INFORMATION GIVEN start

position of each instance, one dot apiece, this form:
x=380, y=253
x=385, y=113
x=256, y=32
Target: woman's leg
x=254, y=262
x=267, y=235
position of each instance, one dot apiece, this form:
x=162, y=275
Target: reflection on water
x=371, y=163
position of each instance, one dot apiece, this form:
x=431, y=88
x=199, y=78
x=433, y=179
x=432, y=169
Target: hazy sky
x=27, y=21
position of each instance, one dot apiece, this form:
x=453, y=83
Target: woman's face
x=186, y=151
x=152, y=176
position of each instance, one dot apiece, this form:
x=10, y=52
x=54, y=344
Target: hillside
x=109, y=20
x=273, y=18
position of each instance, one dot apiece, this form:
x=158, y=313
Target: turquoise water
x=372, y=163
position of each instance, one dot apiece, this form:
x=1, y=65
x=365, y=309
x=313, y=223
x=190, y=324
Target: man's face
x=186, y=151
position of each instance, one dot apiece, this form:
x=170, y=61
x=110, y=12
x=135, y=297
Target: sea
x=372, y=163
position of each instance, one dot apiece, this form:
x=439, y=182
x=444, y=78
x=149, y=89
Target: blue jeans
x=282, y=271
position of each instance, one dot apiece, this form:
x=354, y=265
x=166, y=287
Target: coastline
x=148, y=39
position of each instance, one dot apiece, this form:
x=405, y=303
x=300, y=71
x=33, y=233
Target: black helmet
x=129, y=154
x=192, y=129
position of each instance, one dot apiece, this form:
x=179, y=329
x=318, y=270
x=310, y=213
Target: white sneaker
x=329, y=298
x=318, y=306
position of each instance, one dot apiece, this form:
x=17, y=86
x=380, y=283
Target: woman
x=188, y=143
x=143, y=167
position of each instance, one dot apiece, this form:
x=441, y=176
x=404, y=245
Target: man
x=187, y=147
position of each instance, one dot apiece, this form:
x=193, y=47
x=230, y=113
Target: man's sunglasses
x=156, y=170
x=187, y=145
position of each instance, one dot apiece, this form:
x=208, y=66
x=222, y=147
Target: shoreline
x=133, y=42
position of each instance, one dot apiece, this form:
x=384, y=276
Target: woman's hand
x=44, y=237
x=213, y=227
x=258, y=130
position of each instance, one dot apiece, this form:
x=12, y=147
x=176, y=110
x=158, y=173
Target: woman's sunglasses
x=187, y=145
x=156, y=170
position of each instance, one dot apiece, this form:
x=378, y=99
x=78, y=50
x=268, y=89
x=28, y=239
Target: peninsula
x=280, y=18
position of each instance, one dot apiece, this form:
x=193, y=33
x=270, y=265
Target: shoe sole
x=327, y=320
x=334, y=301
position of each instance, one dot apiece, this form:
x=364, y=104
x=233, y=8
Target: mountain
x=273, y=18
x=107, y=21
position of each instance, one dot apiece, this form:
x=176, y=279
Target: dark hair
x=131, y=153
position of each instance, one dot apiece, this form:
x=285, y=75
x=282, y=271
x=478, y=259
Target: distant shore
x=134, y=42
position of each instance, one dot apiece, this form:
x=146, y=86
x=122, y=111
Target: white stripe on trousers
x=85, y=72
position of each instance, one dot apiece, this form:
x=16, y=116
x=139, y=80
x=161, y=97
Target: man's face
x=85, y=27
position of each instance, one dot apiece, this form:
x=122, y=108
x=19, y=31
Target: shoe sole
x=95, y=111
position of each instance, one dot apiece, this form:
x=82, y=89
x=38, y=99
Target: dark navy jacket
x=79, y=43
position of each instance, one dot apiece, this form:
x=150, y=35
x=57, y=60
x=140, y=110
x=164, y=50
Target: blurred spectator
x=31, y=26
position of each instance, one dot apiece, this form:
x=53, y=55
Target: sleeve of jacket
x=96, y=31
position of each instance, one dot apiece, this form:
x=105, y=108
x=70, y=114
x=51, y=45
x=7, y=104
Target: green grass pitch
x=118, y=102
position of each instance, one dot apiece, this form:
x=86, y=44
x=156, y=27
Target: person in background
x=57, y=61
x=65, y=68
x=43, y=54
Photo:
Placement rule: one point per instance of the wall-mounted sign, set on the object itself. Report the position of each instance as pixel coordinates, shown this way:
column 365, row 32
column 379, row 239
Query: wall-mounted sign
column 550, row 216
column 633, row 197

INFORMATION GIVEN end

WHAT IS REQUIRED:
Please quote all of the records above word for word.

RESPONSE TO THIS EXERCISE:
position of each instance, one dot apiece, this form:
x=380, y=253
x=385, y=113
x=256, y=32
Target: woman's leg
x=254, y=262
x=267, y=235
position of each instance, one dot apiece, this form:
x=162, y=275
Target: reflection on water
x=371, y=163
position of each instance, one dot apiece, this form:
x=431, y=88
x=199, y=78
x=433, y=179
x=432, y=169
Target: hazy sky
x=27, y=21
position of each instance, one dot apiece, this form:
x=453, y=83
Target: woman's face
x=186, y=151
x=152, y=176
position of each instance, one dot apiece, this form:
x=10, y=52
x=54, y=344
Target: hillside
x=109, y=20
x=273, y=18
position of each instance, one dot apiece, this form:
x=158, y=313
Target: turquoise water
x=372, y=163
position of each instance, one dot apiece, this form:
x=1, y=65
x=365, y=309
x=313, y=223
x=190, y=324
Target: man's face
x=186, y=151
position of each instance, one dot apiece, this form:
x=170, y=61
x=110, y=12
x=135, y=297
Target: sea
x=372, y=163
position of each instance, one dot apiece, this form:
x=439, y=182
x=444, y=78
x=149, y=89
Target: blue jeans
x=282, y=271
position of each instance, one dot apiece, this form:
x=354, y=265
x=166, y=287
Target: coastline
x=148, y=39
position of each instance, one dot apiece, this form:
x=405, y=303
x=300, y=71
x=33, y=233
Target: black helmet
x=129, y=154
x=192, y=129
position of each instance, one dot apiece, this form:
x=179, y=329
x=318, y=270
x=310, y=213
Target: white sneaker
x=329, y=298
x=318, y=306
position of each instance, one dot apiece, this form:
x=17, y=86
x=380, y=283
Target: woman
x=188, y=143
x=143, y=167
position of each instance, one dot apiece, this form:
x=441, y=176
x=404, y=245
Target: man
x=187, y=147
position of each instance, one dot apiece, this form:
x=193, y=47
x=230, y=113
Target: man's sunglasses
x=156, y=170
x=187, y=145
position of each instance, one dot apiece, this form:
x=208, y=66
x=222, y=147
Target: shoreline
x=133, y=42
position of each instance, one dot apiece, this form:
x=384, y=276
Target: woman's hand
x=44, y=237
x=213, y=227
x=258, y=130
position of each instance, one dot apiece, this form:
x=12, y=147
x=176, y=110
x=158, y=173
Target: woman's sunglasses
x=187, y=145
x=156, y=170
position of each instance, one dot apiece, this form:
x=378, y=99
x=78, y=50
x=268, y=89
x=28, y=239
Target: peninsula
x=280, y=18
position of each instance, one dot apiece, this form:
x=193, y=33
x=270, y=265
Target: shoe sole
x=327, y=320
x=334, y=301
position of each instance, one dot apiece, this form:
x=364, y=104
x=233, y=8
Target: mountain
x=273, y=18
x=107, y=21
position of each instance, one dot apiece, this form:
x=176, y=279
Target: dark hair
x=131, y=153
position of each instance, one dot apiece, this form:
x=285, y=75
x=282, y=271
x=478, y=259
Target: distant shore
x=134, y=42
position of each instance, one dot apiece, this form:
x=146, y=86
x=122, y=111
Target: white stripe on trousers
x=85, y=72
position of each instance, one dot apiece, this form:
x=16, y=116
x=139, y=80
x=161, y=97
Target: man's face
x=85, y=27
position of each instance, one dot apiece, this form:
x=122, y=108
x=19, y=31
Target: shoe sole
x=95, y=111
position of each instance, one dot apiece, this form:
x=82, y=89
x=38, y=99
Target: dark navy jacket
x=79, y=43
position of each instance, one dot apiece, this form:
x=150, y=35
x=57, y=60
x=140, y=110
x=164, y=50
Target: blurred spectator
x=31, y=26
position of each instance, one dot apiece, this form:
x=53, y=55
Target: sleeve of jacket
x=96, y=31
position of each instance, one dot apiece, this form:
x=105, y=108
x=70, y=114
x=51, y=45
x=7, y=104
Target: green grass pitch
x=118, y=102
position of each instance, one dot apiece, this form:
x=86, y=44
x=156, y=27
Target: person in background
x=57, y=61
x=65, y=68
x=43, y=54
Photo:
Placement rule: one point per instance of the wall-mounted sign, set on the object itself. Report the position of each instance as pixel coordinates, shown this way:
column 365, row 32
column 379, row 239
Query: wall-mounted sign
column 550, row 216
column 633, row 197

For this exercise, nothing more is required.